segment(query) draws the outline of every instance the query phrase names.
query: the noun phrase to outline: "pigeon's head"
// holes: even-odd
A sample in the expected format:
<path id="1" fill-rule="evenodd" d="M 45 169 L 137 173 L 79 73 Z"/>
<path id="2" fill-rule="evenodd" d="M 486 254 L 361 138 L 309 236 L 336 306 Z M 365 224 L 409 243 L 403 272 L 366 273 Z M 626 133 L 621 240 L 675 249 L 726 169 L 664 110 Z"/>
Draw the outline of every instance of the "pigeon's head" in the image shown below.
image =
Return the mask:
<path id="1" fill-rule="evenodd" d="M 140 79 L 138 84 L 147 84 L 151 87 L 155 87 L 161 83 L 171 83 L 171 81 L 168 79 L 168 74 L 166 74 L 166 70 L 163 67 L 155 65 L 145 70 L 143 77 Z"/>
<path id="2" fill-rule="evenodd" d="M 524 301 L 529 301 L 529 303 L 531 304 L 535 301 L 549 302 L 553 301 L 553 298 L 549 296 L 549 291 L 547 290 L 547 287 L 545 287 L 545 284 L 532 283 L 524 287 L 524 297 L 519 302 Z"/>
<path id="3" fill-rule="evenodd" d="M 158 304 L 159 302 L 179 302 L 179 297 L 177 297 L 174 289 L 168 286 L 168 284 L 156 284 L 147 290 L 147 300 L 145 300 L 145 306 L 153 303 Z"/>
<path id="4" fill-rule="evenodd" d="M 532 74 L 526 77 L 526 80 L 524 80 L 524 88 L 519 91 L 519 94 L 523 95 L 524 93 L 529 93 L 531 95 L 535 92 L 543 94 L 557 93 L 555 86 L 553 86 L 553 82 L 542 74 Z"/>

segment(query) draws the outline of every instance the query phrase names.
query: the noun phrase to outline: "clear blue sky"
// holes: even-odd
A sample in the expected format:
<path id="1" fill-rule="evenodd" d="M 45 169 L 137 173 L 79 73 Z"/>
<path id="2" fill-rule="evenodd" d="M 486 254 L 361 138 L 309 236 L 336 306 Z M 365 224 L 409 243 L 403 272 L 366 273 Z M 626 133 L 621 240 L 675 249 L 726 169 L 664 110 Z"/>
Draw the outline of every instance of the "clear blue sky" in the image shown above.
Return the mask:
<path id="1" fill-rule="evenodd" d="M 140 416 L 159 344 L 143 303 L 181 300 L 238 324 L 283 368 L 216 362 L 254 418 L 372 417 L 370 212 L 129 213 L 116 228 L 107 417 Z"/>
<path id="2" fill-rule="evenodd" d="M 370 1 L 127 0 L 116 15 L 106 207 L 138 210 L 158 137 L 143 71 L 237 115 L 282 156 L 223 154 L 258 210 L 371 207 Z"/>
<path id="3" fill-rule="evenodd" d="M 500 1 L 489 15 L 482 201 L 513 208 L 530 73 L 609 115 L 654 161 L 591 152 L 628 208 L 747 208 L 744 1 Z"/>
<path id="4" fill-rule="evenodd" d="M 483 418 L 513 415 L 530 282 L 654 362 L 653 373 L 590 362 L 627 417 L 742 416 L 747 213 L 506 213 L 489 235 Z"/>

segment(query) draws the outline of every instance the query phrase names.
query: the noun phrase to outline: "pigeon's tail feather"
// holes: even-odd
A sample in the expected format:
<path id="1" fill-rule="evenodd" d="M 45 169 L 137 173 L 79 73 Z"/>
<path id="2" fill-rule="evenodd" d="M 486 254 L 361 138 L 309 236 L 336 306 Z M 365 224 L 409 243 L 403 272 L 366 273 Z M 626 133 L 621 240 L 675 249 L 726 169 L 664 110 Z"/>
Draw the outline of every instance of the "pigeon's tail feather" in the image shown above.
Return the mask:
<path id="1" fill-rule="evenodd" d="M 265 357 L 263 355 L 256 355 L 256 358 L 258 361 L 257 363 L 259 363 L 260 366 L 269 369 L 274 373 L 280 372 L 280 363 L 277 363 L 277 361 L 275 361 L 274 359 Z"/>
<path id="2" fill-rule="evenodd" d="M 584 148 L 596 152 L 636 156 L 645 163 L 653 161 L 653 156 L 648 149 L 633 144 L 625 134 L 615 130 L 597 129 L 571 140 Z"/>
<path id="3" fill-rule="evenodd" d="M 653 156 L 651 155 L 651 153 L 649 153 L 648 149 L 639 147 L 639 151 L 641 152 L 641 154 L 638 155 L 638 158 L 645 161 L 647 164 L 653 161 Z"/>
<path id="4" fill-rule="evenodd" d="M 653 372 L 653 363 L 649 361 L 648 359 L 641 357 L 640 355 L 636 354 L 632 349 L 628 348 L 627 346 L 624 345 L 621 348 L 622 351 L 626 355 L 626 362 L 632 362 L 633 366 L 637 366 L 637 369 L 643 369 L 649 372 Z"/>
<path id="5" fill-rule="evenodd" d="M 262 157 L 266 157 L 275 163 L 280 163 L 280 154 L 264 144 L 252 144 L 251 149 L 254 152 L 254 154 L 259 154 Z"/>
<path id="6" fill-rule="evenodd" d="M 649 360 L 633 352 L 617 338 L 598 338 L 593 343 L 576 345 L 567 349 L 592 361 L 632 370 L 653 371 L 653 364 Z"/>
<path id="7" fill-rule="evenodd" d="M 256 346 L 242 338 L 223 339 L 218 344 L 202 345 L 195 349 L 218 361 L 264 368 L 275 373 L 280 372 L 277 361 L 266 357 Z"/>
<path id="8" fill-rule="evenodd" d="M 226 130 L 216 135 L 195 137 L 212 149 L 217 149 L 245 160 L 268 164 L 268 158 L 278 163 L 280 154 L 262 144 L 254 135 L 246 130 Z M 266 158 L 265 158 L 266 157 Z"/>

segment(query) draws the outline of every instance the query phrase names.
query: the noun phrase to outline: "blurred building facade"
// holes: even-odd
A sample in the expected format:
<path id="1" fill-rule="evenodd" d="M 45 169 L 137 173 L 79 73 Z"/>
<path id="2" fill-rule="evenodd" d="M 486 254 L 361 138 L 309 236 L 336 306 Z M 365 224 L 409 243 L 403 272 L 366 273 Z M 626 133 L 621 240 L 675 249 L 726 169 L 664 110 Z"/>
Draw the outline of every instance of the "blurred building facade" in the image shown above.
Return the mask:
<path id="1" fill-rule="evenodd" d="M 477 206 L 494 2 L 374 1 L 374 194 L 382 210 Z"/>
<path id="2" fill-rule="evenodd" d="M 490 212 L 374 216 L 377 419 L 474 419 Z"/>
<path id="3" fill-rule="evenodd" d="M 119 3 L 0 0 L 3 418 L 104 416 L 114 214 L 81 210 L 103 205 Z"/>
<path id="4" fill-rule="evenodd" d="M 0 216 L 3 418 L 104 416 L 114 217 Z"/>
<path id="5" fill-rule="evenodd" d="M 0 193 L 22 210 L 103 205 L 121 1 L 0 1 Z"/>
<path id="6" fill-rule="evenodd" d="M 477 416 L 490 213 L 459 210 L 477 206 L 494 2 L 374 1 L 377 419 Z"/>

──────────

Short exercise.
The records above should all be quoted exactly, please.

Solution to this exercise.
segment(query) draws the outline of every instance the query phrase names.
query: the noun phrase to outline: "pigeon's head"
// holes: even-odd
A sample in the expected format:
<path id="1" fill-rule="evenodd" d="M 45 169 L 137 173 L 79 73 Z"/>
<path id="2" fill-rule="evenodd" d="M 486 254 L 361 138 L 309 236 L 336 306 Z M 365 224 L 409 243 L 403 272 L 366 273 Z M 626 133 L 621 240 L 675 249 L 726 169 L 664 110 Z"/>
Draw the outline of every instance of the "pigeon's head" in the image shown below.
image =
Return the mask:
<path id="1" fill-rule="evenodd" d="M 140 79 L 138 84 L 147 84 L 151 87 L 155 87 L 161 83 L 171 83 L 171 81 L 168 79 L 168 74 L 166 74 L 166 70 L 163 67 L 155 65 L 145 70 L 143 77 Z"/>
<path id="2" fill-rule="evenodd" d="M 524 301 L 529 301 L 529 303 L 531 304 L 535 301 L 549 302 L 553 301 L 553 298 L 549 296 L 549 291 L 547 290 L 547 287 L 545 287 L 545 284 L 532 283 L 524 287 L 524 297 L 519 302 Z"/>
<path id="3" fill-rule="evenodd" d="M 158 304 L 159 302 L 179 302 L 179 297 L 177 297 L 174 289 L 168 286 L 168 284 L 156 284 L 147 290 L 147 300 L 145 300 L 145 306 L 153 303 Z"/>
<path id="4" fill-rule="evenodd" d="M 532 74 L 526 77 L 526 80 L 524 80 L 524 88 L 519 91 L 519 94 L 523 95 L 524 93 L 529 93 L 531 95 L 535 92 L 543 94 L 557 93 L 555 86 L 553 86 L 553 82 L 542 74 Z"/>

segment(query) draws the outline of every instance the query phrase names.
query: the noun phrase to outline: "clear blue sky"
// holes: even-odd
A sample in the expected format:
<path id="1" fill-rule="evenodd" d="M 45 169 L 137 173 L 79 73 Z"/>
<path id="2" fill-rule="evenodd" d="M 486 254 L 361 138 L 309 236 L 336 306 Z M 365 224 L 409 243 L 403 272 L 366 273 Z M 626 133 L 621 240 L 675 249 L 726 169 L 664 110 Z"/>
Draw the outline of every instance of the "clear blue sky" in the image shown above.
Return the mask:
<path id="1" fill-rule="evenodd" d="M 140 416 L 159 344 L 143 303 L 181 300 L 238 324 L 283 368 L 216 362 L 254 418 L 372 417 L 370 212 L 129 213 L 116 228 L 107 417 Z"/>
<path id="2" fill-rule="evenodd" d="M 370 1 L 127 0 L 116 15 L 106 207 L 138 210 L 158 137 L 143 71 L 237 115 L 282 156 L 223 154 L 258 210 L 371 207 Z"/>
<path id="3" fill-rule="evenodd" d="M 500 1 L 489 15 L 482 201 L 513 208 L 530 73 L 609 115 L 654 161 L 591 152 L 628 208 L 747 208 L 744 1 Z"/>
<path id="4" fill-rule="evenodd" d="M 483 418 L 513 415 L 530 282 L 654 362 L 653 373 L 590 362 L 627 417 L 742 416 L 747 213 L 506 213 L 489 235 Z"/>

segment(query) draws the outline of every instance the query phrase names.
query: the noun phrase to outline: "pigeon's tail feather"
// holes: even-odd
A sample in the expected format:
<path id="1" fill-rule="evenodd" d="M 45 169 L 137 173 L 79 73 Z"/>
<path id="2" fill-rule="evenodd" d="M 486 254 L 361 138 L 309 236 L 336 306 Z M 365 224 L 409 243 L 403 272 L 366 273 Z M 626 133 L 621 240 L 675 249 L 726 169 L 664 110 Z"/>
Draw the outline of every instance of the "pigeon's tail feather" in the image shown above.
Return the mask:
<path id="1" fill-rule="evenodd" d="M 265 357 L 263 355 L 256 355 L 256 358 L 258 361 L 257 363 L 259 363 L 260 366 L 269 369 L 274 373 L 280 372 L 280 363 L 277 363 L 277 361 L 275 361 L 274 359 Z"/>
<path id="2" fill-rule="evenodd" d="M 584 148 L 596 152 L 636 156 L 645 163 L 653 161 L 653 156 L 648 149 L 633 144 L 625 134 L 615 130 L 597 129 L 571 140 Z"/>
<path id="3" fill-rule="evenodd" d="M 653 156 L 651 155 L 651 153 L 649 153 L 648 149 L 639 147 L 639 151 L 641 152 L 641 154 L 638 155 L 638 158 L 645 161 L 647 164 L 653 161 Z"/>
<path id="4" fill-rule="evenodd" d="M 653 372 L 653 363 L 649 361 L 648 359 L 641 357 L 640 355 L 636 354 L 632 349 L 628 348 L 627 346 L 624 345 L 621 348 L 622 351 L 626 355 L 626 362 L 632 362 L 633 366 L 637 366 L 637 369 L 643 369 L 649 372 Z"/>
<path id="5" fill-rule="evenodd" d="M 262 157 L 266 157 L 275 163 L 280 163 L 280 154 L 264 144 L 252 144 L 251 149 L 254 152 L 254 154 L 259 154 Z"/>
<path id="6" fill-rule="evenodd" d="M 649 360 L 633 352 L 617 338 L 598 338 L 593 343 L 576 345 L 567 349 L 592 361 L 632 370 L 653 371 L 653 364 Z"/>
<path id="7" fill-rule="evenodd" d="M 256 346 L 242 338 L 223 339 L 218 344 L 202 345 L 195 349 L 218 361 L 264 368 L 275 373 L 280 372 L 277 361 L 266 357 Z"/>
<path id="8" fill-rule="evenodd" d="M 226 130 L 216 135 L 195 137 L 212 149 L 217 149 L 245 160 L 268 164 L 268 158 L 278 163 L 280 154 L 262 144 L 254 135 L 246 130 Z M 266 158 L 265 158 L 266 157 Z"/>

segment(query) draws the outline of every instance the query phrase names.
query: the noun phrase to outline: "blurred building facade"
// holes: even-odd
A sample in the expected format:
<path id="1" fill-rule="evenodd" d="M 45 169 L 137 173 L 79 73 Z"/>
<path id="2" fill-rule="evenodd" d="M 486 254 L 361 138 L 309 236 L 336 306 Z M 365 224 L 409 243 L 403 272 L 366 273 Z M 626 133 L 621 240 L 675 249 L 726 169 L 664 110 Z"/>
Draw the outline of every instance of the "blurred building facade" in the image shown above.
Return the mask:
<path id="1" fill-rule="evenodd" d="M 477 206 L 494 2 L 374 1 L 374 194 L 382 210 Z"/>
<path id="2" fill-rule="evenodd" d="M 490 212 L 374 216 L 377 419 L 474 419 Z"/>
<path id="3" fill-rule="evenodd" d="M 119 3 L 0 0 L 3 418 L 104 416 L 114 214 L 81 210 L 103 205 Z"/>
<path id="4" fill-rule="evenodd" d="M 0 216 L 3 418 L 104 416 L 114 217 Z"/>
<path id="5" fill-rule="evenodd" d="M 0 193 L 22 210 L 103 205 L 121 1 L 0 1 Z"/>
<path id="6" fill-rule="evenodd" d="M 477 416 L 490 213 L 459 210 L 477 206 L 494 2 L 374 1 L 377 419 Z"/>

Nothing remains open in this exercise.